[Records for this exercise — start]

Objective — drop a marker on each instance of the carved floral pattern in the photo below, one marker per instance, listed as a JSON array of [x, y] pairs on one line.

[Records for this exercise — finish]
[Records for this exercise — start]

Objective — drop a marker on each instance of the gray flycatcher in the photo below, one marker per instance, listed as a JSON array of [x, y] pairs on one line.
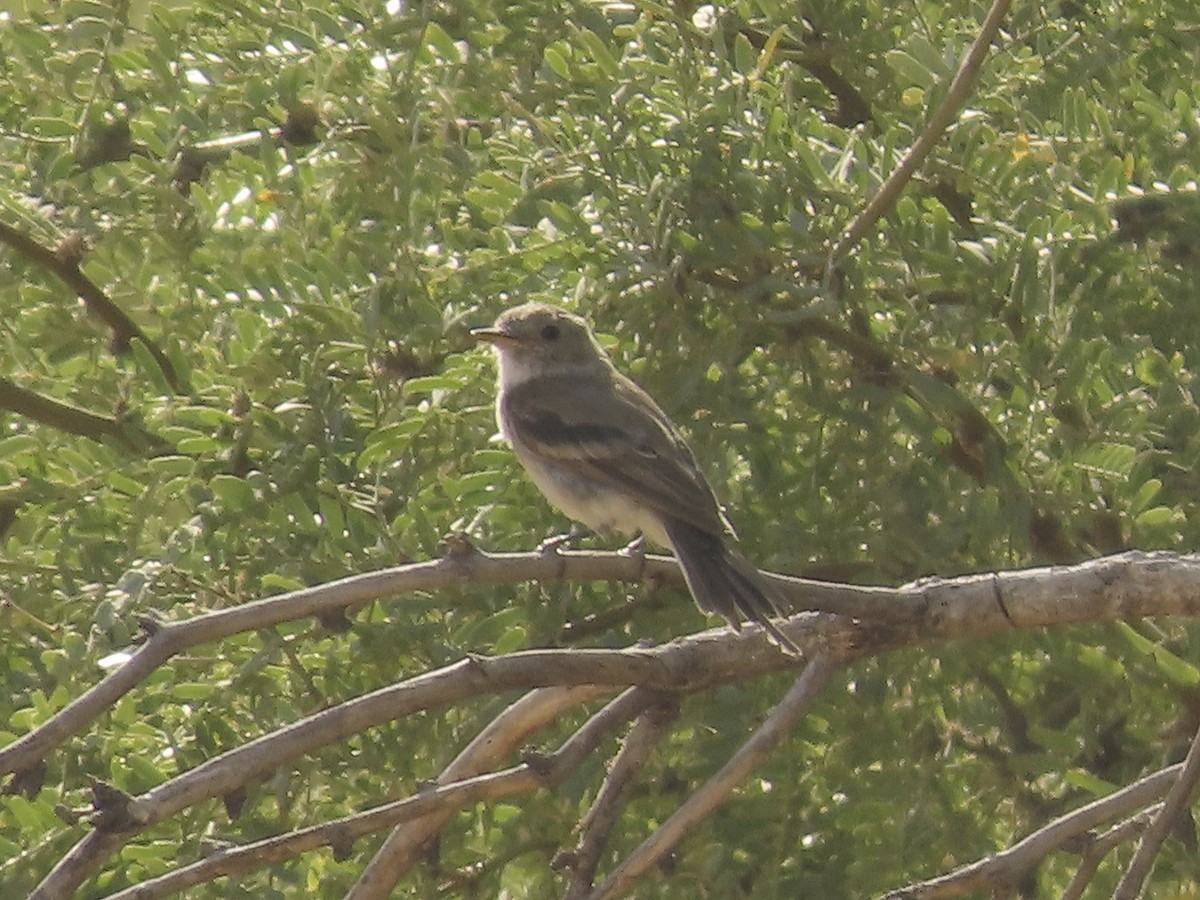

[Records for this exercise — finish]
[Records for this exercise — start]

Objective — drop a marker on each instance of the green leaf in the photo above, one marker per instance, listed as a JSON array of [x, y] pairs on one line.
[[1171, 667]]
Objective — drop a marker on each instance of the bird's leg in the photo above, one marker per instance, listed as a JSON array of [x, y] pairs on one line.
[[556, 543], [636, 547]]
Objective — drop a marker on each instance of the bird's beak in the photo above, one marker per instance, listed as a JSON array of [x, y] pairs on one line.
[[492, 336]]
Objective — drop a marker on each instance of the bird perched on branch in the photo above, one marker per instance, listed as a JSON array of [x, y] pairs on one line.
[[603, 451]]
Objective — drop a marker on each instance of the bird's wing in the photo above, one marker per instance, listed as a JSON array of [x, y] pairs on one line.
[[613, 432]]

[Records for this exercise — finish]

> **Work instructions**:
The answer must be a single number: the count of lines in the entries above that contain "below".

> **Solution for this exercise**:
2